+++ SELECTED TEXT

# Kielder Forest



## FireFox (Jun 18, 2021)

Hey guys and girls,

Does anyone know if there are any overnight camping spots that are preferrably in the middle of nowhere to spend a night or two. My motorhome is my car at the moment until I get a van next year so don't need anywhere big.

Thanks,


----------



## GeoffL (Jun 19, 2021)

I'm not sure that forum rules permit disclosing POIs as that undermines how this website is funded. There are a stack shown on the *Location App*. Full members can access this and get full details; and annual membership costs less than most campsites charge per night!


----------



## mjvw (Jun 19, 2021)

Good advice, very strict area keilder reservoir has overnight parking at a cost.


----------



## Okta (Jun 19, 2021)

There are some nice ones but I believe you will need to sign up to get access to the details.


----------



## FireFox (Jun 19, 2021)

GeoffL said:


> I'm not sure that forum rules permit disclosing POIs as that undermines how this website is funded. There are a stack shown on the *Location App*. Full members can access this and get full details; and annual membership costs less than most campsites charge per night!



Ahh no worries


----------



## Tookey (Jun 19, 2021)

FireFox said:


> Hey guys and girls,
> 
> Does anyone know if there are any overnight camping spots that are preferrably in the middle of nowhere to spend a night or two. My motorhome is my car at the moment until I get a van next year so don't need anywhere big.

++++++
+++ DATA UNDER STUDY

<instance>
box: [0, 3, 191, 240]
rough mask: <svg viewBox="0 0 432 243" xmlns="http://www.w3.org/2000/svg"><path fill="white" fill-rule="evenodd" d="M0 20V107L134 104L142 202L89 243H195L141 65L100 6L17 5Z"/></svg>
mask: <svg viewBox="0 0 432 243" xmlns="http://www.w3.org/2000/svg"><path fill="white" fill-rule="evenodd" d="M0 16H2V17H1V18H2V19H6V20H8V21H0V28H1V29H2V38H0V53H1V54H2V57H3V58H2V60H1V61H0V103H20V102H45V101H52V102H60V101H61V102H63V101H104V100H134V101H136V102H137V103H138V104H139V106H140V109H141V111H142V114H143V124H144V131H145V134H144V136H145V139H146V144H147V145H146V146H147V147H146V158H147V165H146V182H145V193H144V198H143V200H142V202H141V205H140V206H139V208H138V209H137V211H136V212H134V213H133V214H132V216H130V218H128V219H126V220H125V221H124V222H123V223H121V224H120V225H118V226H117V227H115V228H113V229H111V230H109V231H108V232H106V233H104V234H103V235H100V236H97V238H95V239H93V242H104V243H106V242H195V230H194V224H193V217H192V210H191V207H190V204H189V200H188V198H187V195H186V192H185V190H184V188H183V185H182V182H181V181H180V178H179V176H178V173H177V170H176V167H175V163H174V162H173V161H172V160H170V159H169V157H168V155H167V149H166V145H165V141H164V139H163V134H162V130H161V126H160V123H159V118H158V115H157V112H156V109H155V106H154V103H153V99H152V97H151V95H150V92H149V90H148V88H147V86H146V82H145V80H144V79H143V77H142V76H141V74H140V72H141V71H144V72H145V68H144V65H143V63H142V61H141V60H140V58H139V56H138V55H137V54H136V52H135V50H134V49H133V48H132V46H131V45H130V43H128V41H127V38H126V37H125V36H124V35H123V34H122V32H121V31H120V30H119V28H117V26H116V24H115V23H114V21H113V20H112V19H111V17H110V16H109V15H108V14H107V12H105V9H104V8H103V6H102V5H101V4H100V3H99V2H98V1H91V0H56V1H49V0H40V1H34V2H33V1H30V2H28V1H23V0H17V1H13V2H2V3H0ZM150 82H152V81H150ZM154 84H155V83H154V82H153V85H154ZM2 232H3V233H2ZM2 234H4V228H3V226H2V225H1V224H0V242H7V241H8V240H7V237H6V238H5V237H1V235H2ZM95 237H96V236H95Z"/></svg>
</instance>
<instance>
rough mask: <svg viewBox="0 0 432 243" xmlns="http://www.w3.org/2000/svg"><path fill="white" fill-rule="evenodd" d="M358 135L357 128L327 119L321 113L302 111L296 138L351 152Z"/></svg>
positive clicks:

++++++

TASK REQUIREMENTS:
1 – Answer these from the Kielder Forest thread, marking your answers (a), (b) and (c):
(a) What is FireFox using as a motorhome for now?
(b) According to GeoffL, how does the cost of annual membership compare with campsite prices?
(c) What does mjvw say Kielder reservoir has?
2 – Arrange the listing, from the line with "</instance>" up to and including the last line of the listing, as a Markdown table with the columns Row and Line, leaving out blank lines.

TASK RESULTS:
1 –
(a) FireFox's car.
(b) It costs less than most campsites charge per night.
(c) Overnight parking at a cost.

2 –
| Row | Line |
|---|---|
| 1 | </instance> |
| 2 | <instance> |
| 3 | rough mask: <svg viewBox="0 0 432 243" xmlns="http://www.w3.org/2000/svg"><path fill="white" fill-rule="evenodd" d="M358 135L357 128L327 119L321 113L302 111L296 138L351 152Z"/></svg> |
| 4 | positive clicks: |